Instructions to follow: Are you able to retype all the records below exactly?

*** Supplied information ***

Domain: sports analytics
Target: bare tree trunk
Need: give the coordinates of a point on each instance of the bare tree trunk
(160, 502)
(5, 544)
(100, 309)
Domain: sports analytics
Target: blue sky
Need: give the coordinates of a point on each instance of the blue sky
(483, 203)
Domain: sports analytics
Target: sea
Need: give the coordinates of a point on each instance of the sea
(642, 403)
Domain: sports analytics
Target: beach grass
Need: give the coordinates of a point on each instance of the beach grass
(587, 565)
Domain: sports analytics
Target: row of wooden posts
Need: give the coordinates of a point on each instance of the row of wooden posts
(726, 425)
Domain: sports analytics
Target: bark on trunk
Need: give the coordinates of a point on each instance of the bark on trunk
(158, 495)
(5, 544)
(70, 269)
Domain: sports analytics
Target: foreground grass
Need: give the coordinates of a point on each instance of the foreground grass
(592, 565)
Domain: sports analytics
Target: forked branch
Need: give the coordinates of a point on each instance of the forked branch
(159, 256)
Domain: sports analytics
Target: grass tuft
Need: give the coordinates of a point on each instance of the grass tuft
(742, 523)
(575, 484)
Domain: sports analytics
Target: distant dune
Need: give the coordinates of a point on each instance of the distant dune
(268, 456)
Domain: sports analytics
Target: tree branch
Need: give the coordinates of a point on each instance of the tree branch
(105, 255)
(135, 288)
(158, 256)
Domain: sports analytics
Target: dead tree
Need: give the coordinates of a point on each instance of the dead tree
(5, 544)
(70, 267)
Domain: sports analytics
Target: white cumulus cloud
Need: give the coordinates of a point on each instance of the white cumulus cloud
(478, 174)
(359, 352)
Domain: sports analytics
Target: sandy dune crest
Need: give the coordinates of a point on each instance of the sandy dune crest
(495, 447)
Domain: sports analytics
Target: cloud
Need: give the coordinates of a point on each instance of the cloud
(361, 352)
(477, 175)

***

Output below:
Domain: sports analytics
Target: bare tree trunk
Need: give the coordinates of a point on each instance of the bare tree trunk
(160, 502)
(5, 544)
(100, 309)
Domain: sports analytics
Target: blue sky
Need: give the coordinates of a point on each instance of the blue sky
(483, 203)
Domain: sports analytics
Target: sea
Need: give the coordinates of a point on each instance of the sea
(642, 403)
Domain: sports analytics
Target: beach grass
Need: give the coordinates of a point on each instance of the beach grass
(587, 565)
Domain: sports analytics
Target: row of wooden posts
Need: give the coordinates of a point on each instance of the row of wooden posts
(726, 425)
Domain: sports analytics
Target: bark on trunk
Need: give the coordinates of a point on each instance of the bark on trunk
(158, 495)
(5, 544)
(70, 269)
Domain: sports analytics
Target: foreground grass
Need: give the coordinates of a point on each instance of the foreground grass
(592, 565)
Domain: sports analytics
Target: forked branch
Need: give the coordinates of a point on each instance of the forked branch
(159, 256)
Domain: sports analytics
Target: grass tuft
Need: give the coordinates of a point on each instance of the grass tuft
(742, 523)
(575, 484)
Domain: sports analytics
Target: distant dune
Need: give the coordinates of a point on each instance of the distant dune
(268, 456)
Domain: sports analytics
Target: tree branch
Need: give the coordinates of a point on each instance of the tree branch
(105, 255)
(135, 288)
(158, 256)
Domain: sports analytics
Target: dead tree
Need: give the coordinates of a point on each instance of the dead tree
(5, 544)
(70, 267)
Domain: sports analytics
Target: white cumulus cloud
Need: give the coordinates of a point on each instance of the white cumulus cloud
(478, 174)
(359, 352)
Domain: sports analytics
Target: sandy dune crest
Need: give the coordinates of a point on each instance of the sandy dune crest
(495, 447)
Domain: sports analytics
Target: cloud
Need: give the coordinates of a point on each instance of the cloud
(361, 352)
(477, 175)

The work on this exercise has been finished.